PROVIDED PASSAGE:
....
11-767 On-Device Machine Learning

Fall 2021

On-Device Machine Learning is a project-based course covering how to build, train, and deploy models that can run on low-power devices (e.g. smart phones, refrigerators, and mobile robots). The course will cover advances topics on distillation, quantization, weight imprinting, power calculation and more. Every week we will discuss a new research paper and area in this space one day, and have a lab working-group the second. Specifically, students will be provided with low-power compute hardware (e.g. SBCs and inference accelerators) in addition to sensors (e.g. microphones, cameras, and robotics) for their course project. The project will involve three components for building low-power multimodal models:
        (1) inference
        (2) performing training/updates for interactive ML, and
        (3) maximizing power.
....
SUPPLIED ENTRIES:
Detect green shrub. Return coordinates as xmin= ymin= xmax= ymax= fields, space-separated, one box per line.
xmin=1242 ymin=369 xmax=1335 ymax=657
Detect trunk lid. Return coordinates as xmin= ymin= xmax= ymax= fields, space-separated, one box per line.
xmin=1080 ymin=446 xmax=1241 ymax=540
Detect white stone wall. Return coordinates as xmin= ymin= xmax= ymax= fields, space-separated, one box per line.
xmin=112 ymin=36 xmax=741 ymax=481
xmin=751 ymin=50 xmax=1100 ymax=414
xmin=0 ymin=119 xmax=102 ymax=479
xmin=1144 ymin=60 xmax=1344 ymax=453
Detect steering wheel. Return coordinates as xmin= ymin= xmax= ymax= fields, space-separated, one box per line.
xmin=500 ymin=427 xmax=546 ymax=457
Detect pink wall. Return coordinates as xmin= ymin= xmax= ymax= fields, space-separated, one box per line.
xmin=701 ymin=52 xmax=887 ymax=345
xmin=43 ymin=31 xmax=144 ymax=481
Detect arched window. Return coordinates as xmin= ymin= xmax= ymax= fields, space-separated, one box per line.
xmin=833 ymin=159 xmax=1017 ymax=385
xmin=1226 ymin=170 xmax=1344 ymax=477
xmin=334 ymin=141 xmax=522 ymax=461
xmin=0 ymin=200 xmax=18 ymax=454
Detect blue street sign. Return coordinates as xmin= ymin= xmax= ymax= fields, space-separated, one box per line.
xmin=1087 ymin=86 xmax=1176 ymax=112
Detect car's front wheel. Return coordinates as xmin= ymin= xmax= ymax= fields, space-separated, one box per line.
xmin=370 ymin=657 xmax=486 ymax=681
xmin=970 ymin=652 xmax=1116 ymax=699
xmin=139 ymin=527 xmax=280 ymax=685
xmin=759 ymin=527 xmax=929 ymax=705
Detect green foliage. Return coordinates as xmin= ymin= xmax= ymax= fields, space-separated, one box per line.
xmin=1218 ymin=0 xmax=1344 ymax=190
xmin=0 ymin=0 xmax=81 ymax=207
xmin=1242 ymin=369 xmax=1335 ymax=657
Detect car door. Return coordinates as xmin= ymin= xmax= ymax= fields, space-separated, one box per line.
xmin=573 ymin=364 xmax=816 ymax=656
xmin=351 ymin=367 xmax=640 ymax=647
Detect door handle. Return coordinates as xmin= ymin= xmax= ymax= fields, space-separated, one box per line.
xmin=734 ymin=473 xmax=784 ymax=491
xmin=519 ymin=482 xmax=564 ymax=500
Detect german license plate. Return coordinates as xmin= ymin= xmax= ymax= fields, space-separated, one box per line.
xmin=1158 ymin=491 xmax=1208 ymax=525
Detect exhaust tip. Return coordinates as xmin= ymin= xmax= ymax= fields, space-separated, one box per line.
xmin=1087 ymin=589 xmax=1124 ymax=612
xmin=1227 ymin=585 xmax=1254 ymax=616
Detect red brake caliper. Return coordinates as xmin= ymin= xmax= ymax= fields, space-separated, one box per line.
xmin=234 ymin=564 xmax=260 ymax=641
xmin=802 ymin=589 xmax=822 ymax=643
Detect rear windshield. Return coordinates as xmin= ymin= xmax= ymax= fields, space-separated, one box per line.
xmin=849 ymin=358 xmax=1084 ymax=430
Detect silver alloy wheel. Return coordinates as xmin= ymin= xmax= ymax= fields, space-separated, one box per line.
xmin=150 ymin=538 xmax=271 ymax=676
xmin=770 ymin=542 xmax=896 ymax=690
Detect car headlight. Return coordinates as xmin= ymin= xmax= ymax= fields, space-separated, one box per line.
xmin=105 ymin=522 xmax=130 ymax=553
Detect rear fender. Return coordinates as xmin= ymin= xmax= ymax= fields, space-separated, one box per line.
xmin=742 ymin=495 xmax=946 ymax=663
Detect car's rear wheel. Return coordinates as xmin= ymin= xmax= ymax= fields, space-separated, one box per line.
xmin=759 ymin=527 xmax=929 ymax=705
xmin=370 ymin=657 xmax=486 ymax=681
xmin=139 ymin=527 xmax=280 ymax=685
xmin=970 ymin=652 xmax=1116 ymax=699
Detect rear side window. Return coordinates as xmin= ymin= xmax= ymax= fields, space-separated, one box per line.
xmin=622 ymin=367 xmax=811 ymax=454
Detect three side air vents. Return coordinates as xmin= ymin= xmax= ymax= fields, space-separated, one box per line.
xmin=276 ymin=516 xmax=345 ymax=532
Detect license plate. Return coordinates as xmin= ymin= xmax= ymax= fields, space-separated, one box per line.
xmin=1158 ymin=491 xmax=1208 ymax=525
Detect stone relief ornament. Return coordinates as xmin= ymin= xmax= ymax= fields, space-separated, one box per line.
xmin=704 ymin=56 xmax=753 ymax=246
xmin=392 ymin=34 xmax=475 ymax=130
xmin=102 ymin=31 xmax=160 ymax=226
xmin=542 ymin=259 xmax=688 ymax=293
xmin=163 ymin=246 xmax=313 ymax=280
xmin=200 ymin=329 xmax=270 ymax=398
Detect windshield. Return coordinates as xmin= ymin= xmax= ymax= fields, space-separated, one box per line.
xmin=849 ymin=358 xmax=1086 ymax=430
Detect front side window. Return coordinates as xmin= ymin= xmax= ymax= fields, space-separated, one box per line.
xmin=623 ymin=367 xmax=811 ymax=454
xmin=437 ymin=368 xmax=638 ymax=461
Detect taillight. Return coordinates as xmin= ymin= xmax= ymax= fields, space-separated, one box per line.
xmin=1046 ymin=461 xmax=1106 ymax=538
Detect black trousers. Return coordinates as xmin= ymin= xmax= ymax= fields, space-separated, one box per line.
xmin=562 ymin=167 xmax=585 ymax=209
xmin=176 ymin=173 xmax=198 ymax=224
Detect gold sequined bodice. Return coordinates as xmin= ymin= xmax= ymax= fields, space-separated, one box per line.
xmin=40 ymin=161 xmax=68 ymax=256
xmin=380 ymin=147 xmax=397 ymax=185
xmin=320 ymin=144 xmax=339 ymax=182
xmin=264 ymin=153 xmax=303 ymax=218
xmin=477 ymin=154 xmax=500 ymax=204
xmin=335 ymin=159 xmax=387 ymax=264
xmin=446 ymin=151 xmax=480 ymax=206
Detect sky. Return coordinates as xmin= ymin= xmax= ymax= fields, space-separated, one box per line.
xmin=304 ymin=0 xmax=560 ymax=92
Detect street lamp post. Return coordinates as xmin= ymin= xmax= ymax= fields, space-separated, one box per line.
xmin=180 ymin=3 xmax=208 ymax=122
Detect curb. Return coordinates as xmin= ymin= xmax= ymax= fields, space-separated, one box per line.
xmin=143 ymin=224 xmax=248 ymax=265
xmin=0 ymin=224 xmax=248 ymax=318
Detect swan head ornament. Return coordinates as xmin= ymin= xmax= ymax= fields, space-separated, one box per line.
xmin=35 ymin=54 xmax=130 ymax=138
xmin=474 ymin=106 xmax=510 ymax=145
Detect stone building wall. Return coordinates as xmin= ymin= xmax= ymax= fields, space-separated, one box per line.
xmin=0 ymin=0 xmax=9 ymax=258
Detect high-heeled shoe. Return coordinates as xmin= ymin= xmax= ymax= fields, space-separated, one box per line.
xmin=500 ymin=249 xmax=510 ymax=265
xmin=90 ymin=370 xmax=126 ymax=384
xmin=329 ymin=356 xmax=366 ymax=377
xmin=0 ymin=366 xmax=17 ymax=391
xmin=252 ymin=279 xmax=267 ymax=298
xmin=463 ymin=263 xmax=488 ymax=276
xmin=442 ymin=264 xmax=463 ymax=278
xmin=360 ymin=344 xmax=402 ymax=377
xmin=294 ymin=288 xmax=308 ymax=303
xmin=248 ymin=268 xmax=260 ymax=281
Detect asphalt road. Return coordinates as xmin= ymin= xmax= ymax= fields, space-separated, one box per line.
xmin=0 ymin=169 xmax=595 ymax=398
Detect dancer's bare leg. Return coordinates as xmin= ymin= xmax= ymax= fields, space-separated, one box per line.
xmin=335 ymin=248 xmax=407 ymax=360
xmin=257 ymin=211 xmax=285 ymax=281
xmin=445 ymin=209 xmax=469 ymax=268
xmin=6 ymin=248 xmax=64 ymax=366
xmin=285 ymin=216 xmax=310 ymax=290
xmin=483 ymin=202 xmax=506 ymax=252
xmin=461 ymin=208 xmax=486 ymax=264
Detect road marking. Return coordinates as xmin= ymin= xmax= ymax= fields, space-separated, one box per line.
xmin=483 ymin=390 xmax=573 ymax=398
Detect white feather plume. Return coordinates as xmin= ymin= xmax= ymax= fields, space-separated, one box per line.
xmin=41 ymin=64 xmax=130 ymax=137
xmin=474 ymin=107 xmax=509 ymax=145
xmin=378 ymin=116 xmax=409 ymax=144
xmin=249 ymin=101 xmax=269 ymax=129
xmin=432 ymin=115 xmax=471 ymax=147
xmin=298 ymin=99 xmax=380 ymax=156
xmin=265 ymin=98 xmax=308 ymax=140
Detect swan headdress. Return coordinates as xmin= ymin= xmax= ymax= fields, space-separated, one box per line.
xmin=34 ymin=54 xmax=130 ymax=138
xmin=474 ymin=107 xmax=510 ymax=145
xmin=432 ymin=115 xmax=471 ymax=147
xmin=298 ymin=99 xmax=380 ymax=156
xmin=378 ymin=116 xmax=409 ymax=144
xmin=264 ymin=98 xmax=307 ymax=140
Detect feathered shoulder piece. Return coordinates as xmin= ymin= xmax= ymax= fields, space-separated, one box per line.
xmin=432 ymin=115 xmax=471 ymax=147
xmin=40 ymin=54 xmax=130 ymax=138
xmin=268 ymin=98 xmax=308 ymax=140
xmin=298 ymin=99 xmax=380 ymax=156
....
SHORT EXERCISE 1: Copy the records from their start through the line containing "xmin=1080 ymin=446 xmax=1241 ymax=540", with both ends included.
SHORT EXERCISE 2: Write a continuation of the course description that picks up after its final sentence.
The course description and the records are unrelated to each other.

EXPECTED ANSWER 1:
Detect green shrub. Return coordinates as xmin= ymin= xmax= ymax= fields, space-separated, one box per line.
xmin=1242 ymin=369 xmax=1335 ymax=657
Detect trunk lid. Return coordinates as xmin= ymin= xmax= ymax= fields, space-separated, one box per line.
xmin=1080 ymin=446 xmax=1241 ymax=540

EXPECTED ANSWER 2:
The more that can be performed on device, the more privacy preserving and mobile the solution is.

For each stage of the course project, the final model produced will have an mAh "budget" equivalent to one full charge of a smart phone battery (~4 Ah or 2hrs on Jetson Nano, 7hrs on RPi, or 26hrs on a RPi Zero W).

Time & Place: 10:10am - 11:30am on Tu/Th
Course questions and discussion: Slack
GitHub Template: https://github.com/ybisk/11-767-template

Example Industry Motivation "... if the coffee maker with voice recognition was in use for four years, the speech recognition cost for chewing on data back in the Mr Coffee datacenter would wipe out the entire revenue stream from that coffee maker, but that same function, if implemented on a device specifically tuned for this very precise job, could be done for under $1 and would not affect the purchase price significantly. " -- Source

Instructors

Yonatan Bisk

ybisk@cs.cmu.edu

Emma Strubell

strubell@cmu.edu

Slack and Course Communication

All course communication will happen via slack including slides and discussions.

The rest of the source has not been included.